2012/13 Assessment of ASX Clearing and Settlement Facilities B1.2 ASX Clear (Futures)

Standard 14: General Business Risk

A central counterparty should identify, monitor and manage its general business risk and hold, or demonstrate that it has legally certain access to, sufficient liquid net assets funded by equity to cover potential general business losses so that it can continue operations and services as a going concern if those losses materialise. Further, liquid net assets should at all times be sufficient to ensure a recovery or orderly wind-down of critical operations and services.

Rating: Broadly observed

ASX Clear (Futures) identifies, monitors and manages its general business risks in the context of its overall Enterprise Risk Management Policy (CCP Standard 14.1). It has access to sufficient funds held at group level, and invested in high-quality and sufficiently liquid assets to continue operations as a going concern if it incurs general business losses, and plans to enhance the legal basis of such access through a new clause in the ASX Group Support Agreement (CCP Standards 14.2, 14.4). ASX maintains viable arrangements to raise additional equity for its CS facilities, as required. This was demonstrated by its $533 million capital raising during the Assessment period (CCP Standard 14.5).

The Bank notes the following steps that ASX Clear (Futures) should take in order to fully observe CCP Standard 14:

  • In order to meet the requirements of CCP Standard 14.2, implement plans to enhance intragroup legal agreements to explicitly reflect the allocation and availability of business risk capital to ASX Clear (Futures).
  • In order to meet the requirements of CCP Standard 14.3, which comes into effect on 31 March 2014, ASX Clear (Futures) should develop and maintain a viable recovery plan and ensure that the capital it holds under CCP Standard 14.2 is sufficient to fund this plan. The plan should be consistent with forthcoming CPSS-IOSCO guidance on recovery planning. As ASX Clear (Futures) develops its recovery plan, it should also review and integrate the recapitalisation processes described under CCP Standard 14.5 with its broader recovery planning arrangements.

Based on this information, and noting that CCP Standard 14.3 is not yet in force, the Bank's assessment is that ASX Clear (Futures) has broadly observed the requirements of CCP Standard 14 during the 2012/13 Assessment period. ASX Clear (Futures)' management of general business risk is described in further detail under the following sub-standards.

14.1 A central counterparty should have robust management and control systems to identify, monitor and manage general business risks, including losses from poor execution of business strategy, negative cash flows or unexpected and excessively large operating expenses.

ASX's approach to business risk is consistent with its overall Enterprise Risk Management Policy and Framework (see CCP Standard 3). Under the framework, formal policies are in place for individual risk categories such as accounting, authorisations, business continuity, technology, fraud control and procurement.

ASX monitors a variety of financial business risks, including market risk, credit risk, liquidity risk and capital risk.

◆ **EXERCISE INSTRUCTIONS**
1. According to the assessment passage, on what date does CCP Standard 14.3 come into effect?
2. Copy from the assessment passage, word for word, the part that opens with the words containing "ASX's approach to" and closes with "control and procurement.".
The material after this assessment passage is separate from it.

◆ **INFORMATION SUPPLIED**
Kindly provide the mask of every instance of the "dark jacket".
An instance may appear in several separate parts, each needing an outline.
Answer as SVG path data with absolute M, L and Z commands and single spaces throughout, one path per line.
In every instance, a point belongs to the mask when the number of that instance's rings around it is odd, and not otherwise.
---
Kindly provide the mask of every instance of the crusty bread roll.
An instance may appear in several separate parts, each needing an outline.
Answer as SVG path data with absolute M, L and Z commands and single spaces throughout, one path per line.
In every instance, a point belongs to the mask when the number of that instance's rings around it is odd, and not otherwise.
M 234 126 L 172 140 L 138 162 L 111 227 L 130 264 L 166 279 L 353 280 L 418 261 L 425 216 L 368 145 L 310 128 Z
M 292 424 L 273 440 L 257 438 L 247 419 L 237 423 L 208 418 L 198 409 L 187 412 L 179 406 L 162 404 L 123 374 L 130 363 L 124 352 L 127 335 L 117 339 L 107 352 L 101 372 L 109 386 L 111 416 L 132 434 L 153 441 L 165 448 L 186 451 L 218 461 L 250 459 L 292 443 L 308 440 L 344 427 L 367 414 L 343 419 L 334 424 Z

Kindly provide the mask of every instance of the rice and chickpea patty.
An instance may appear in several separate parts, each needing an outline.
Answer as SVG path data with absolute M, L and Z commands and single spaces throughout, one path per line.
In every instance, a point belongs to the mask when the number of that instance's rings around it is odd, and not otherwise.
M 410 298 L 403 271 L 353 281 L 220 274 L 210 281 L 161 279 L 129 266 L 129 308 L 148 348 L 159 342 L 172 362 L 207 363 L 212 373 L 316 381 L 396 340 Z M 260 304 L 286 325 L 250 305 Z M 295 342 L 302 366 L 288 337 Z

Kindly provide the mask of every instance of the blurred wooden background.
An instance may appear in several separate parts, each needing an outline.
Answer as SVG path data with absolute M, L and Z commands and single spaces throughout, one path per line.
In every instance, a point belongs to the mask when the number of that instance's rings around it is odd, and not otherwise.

◆ **ANSWERS BY TASK**
1. 31 March 2014

2.
ASX's approach to business risk is consistent with its overall Enterprise Risk Management Policy and Framework (see CCP Standard 3). Under the framework, formal policies are in place for individual risk categories such as accounting, authorisations, business continuity, technology, fraud control and procurement.